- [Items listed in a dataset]

════════════════

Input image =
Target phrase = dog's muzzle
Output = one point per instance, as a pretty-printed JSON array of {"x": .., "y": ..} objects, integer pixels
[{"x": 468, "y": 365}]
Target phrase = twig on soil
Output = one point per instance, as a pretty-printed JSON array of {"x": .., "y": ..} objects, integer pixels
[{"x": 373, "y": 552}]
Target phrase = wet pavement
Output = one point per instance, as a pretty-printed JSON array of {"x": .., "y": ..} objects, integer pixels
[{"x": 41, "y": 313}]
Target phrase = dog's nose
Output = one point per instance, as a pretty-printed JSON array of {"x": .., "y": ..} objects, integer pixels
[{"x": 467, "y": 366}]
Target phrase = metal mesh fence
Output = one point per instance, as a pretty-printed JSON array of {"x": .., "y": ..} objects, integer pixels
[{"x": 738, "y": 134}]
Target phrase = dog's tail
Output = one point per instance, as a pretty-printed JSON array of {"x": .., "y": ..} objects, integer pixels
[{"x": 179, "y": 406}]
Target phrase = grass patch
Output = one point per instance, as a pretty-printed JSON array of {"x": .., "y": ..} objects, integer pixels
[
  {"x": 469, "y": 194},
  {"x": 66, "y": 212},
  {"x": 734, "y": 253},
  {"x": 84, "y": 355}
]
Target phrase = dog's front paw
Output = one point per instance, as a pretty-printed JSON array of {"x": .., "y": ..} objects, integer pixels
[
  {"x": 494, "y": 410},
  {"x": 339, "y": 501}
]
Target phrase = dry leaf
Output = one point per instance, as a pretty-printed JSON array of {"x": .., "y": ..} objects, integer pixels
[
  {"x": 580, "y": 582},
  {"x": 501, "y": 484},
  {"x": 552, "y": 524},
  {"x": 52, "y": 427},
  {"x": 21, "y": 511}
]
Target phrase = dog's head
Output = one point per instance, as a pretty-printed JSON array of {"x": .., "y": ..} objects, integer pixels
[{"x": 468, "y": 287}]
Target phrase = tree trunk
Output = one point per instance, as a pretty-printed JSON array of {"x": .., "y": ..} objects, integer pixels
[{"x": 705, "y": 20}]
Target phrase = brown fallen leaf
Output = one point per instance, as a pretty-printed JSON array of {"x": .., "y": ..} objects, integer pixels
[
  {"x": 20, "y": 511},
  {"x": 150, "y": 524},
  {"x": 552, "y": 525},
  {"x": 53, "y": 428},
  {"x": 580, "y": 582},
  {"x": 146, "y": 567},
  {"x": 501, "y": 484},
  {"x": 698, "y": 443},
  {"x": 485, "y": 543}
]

════════════════

- [Work item] Each record must be reproduced exactly. Keep every one.

- [Response to the exercise]
Input image =
Target phrase = dog's muzzle
Output = one point per instance, as a pretty-printed JSON array of {"x": .., "y": ..} objects, integer pixels
[{"x": 468, "y": 365}]
Target phrase = twig on soil
Output = one point per instance, as a pretty-printed JSON array of {"x": .., "y": ..} objects, integer pixels
[{"x": 373, "y": 552}]
Target phrase = wet pavement
Output = one point per instance, as a pretty-printed JSON array of {"x": .., "y": ..} objects, integer pixels
[{"x": 41, "y": 313}]
Target phrase = dog's nose
Output = one point per instance, as a pretty-printed JSON array of {"x": .., "y": ..} objects, integer pixels
[{"x": 467, "y": 366}]
Target phrase = metal mesh fence
Output = one point per instance, as a pretty-printed JSON array of {"x": .., "y": ..} objects, integer pixels
[{"x": 738, "y": 134}]
Target phrase = dog's tail
Output = one point per instance, as a pretty-printed JSON array of {"x": .., "y": ..} objects, integer pixels
[{"x": 179, "y": 406}]
Target phrase = grass patch
Output = one point per instance, as a pretty-printed JSON array of {"x": .., "y": ..} objects, integer pixels
[
  {"x": 469, "y": 194},
  {"x": 66, "y": 212},
  {"x": 734, "y": 253},
  {"x": 84, "y": 355}
]
Target phrase = dog's front paw
Output = one point per instance, as a pretty-printed JSON array of {"x": .., "y": ..} objects, integer pixels
[
  {"x": 494, "y": 410},
  {"x": 339, "y": 501}
]
Target phrase = dry leaf
Output = one point per instance, as a pretty-printed JSON array of {"x": .., "y": ..} objects, integer pixels
[
  {"x": 580, "y": 582},
  {"x": 501, "y": 484},
  {"x": 552, "y": 524},
  {"x": 52, "y": 427},
  {"x": 21, "y": 511}
]
Target phrase = dog's head
Output = one point per instance, as a pretty-printed JSON array of {"x": .., "y": ..} objects, integer pixels
[{"x": 468, "y": 287}]
Target phrase = tree trunk
Output = one point per instance, as a pretty-printed JSON array of {"x": .., "y": ..} objects, integer pixels
[{"x": 705, "y": 20}]
Target phrase = brown fallen leaf
Output = one point per instance, as a pretty-printed JSON array of {"x": .., "y": ..} objects, integer pixels
[
  {"x": 20, "y": 511},
  {"x": 150, "y": 524},
  {"x": 552, "y": 525},
  {"x": 53, "y": 428},
  {"x": 580, "y": 582},
  {"x": 146, "y": 567},
  {"x": 501, "y": 484},
  {"x": 698, "y": 443},
  {"x": 485, "y": 543}
]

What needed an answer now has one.